WRITTEN INSTRUCTION: Render the lines below as a Markdown table with two columns, "Number" for the row number and "Content" for the line. Skip blank lines and omit the pictures.

RECORDED DATA:
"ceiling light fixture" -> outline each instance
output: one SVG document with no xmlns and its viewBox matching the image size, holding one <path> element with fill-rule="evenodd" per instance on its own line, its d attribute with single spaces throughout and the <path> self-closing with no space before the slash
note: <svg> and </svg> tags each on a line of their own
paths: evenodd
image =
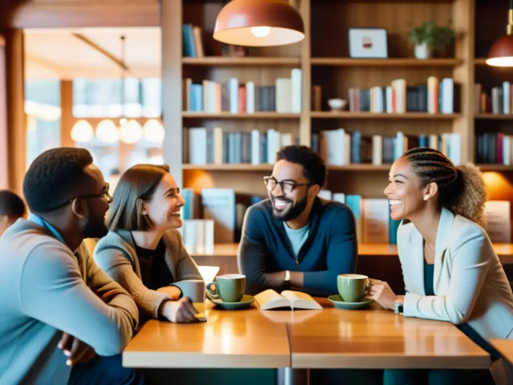
<svg viewBox="0 0 513 385">
<path fill-rule="evenodd" d="M 492 67 L 513 67 L 513 0 L 509 0 L 506 34 L 492 45 L 486 63 Z"/>
<path fill-rule="evenodd" d="M 213 37 L 237 46 L 283 46 L 303 40 L 305 26 L 287 0 L 232 0 L 218 15 Z"/>
</svg>

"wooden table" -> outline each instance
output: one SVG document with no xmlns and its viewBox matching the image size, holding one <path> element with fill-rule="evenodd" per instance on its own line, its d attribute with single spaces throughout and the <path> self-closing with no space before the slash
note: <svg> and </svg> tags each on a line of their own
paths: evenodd
<svg viewBox="0 0 513 385">
<path fill-rule="evenodd" d="M 123 364 L 129 368 L 278 368 L 290 366 L 285 323 L 258 309 L 213 309 L 207 322 L 176 324 L 151 320 L 128 344 Z"/>
<path fill-rule="evenodd" d="M 490 344 L 497 349 L 509 363 L 513 365 L 513 340 L 492 339 L 490 341 Z"/>
<path fill-rule="evenodd" d="M 488 353 L 456 326 L 391 311 L 325 309 L 288 325 L 292 367 L 488 369 Z"/>
<path fill-rule="evenodd" d="M 153 368 L 468 369 L 488 354 L 456 326 L 373 309 L 341 311 L 212 309 L 208 322 L 151 320 L 123 352 L 123 365 Z"/>
</svg>

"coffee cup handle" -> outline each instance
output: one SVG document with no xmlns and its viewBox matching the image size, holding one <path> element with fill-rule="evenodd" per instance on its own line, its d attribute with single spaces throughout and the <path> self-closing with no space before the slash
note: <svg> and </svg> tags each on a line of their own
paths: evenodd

REPLY TO THE EXERCISE:
| Number | Content |
|---|---|
| 1 | "ceiling light fixture" -> outline each instance |
| 2 | output: one SVG document with no xmlns and its viewBox matching the image size, holding one <path> element with fill-rule="evenodd" per instance on its own line, its d attribute with single spaces throughout and the <path> self-closing with no space before the slash |
| 3 | note: <svg> and </svg> tags each on a line of their own |
| 4 | paths: evenodd |
| 5 | image = |
| 6 | <svg viewBox="0 0 513 385"> |
| 7 | <path fill-rule="evenodd" d="M 492 67 L 513 67 L 513 0 L 509 0 L 506 34 L 492 45 L 486 63 Z"/> |
| 8 | <path fill-rule="evenodd" d="M 213 37 L 237 46 L 283 46 L 303 40 L 305 26 L 287 0 L 232 0 L 218 15 Z"/> |
| 9 | </svg> |
| 10 | "wooden table" -> outline each instance |
| 11 | output: one SVG document with no xmlns and its viewBox matching the image size, holding one <path> element with fill-rule="evenodd" per instance on its own line, its d attribute with single spaces throughout and the <path> self-closing with no space before the slash |
| 12 | note: <svg> and </svg> tags each on a line of their own |
| 13 | paths: evenodd |
| 14 | <svg viewBox="0 0 513 385"> |
| 15 | <path fill-rule="evenodd" d="M 123 364 L 129 368 L 278 368 L 290 366 L 285 323 L 258 309 L 213 309 L 207 322 L 176 324 L 151 320 L 128 344 Z"/> |
| 16 | <path fill-rule="evenodd" d="M 490 344 L 497 349 L 509 363 L 513 365 L 513 340 L 492 339 L 490 341 Z"/> |
| 17 | <path fill-rule="evenodd" d="M 488 353 L 456 326 L 391 311 L 325 309 L 288 325 L 292 367 L 488 369 Z"/> |
| 18 | <path fill-rule="evenodd" d="M 153 368 L 468 369 L 488 354 L 456 326 L 373 309 L 341 311 L 212 309 L 208 322 L 151 320 L 123 352 L 123 365 Z"/> |
| 19 | </svg> |
| 20 | "coffee cup handle" -> outline each instance |
| 21 | output: one SVG document with no xmlns and its viewBox matching the image size, holding one <path> element with fill-rule="evenodd" per instance on its own line, its d attribute with single spaces throughout and the <path> self-closing with no space before the slash |
| 22 | note: <svg> and </svg> tags each on a line of their own |
| 23 | paths: evenodd |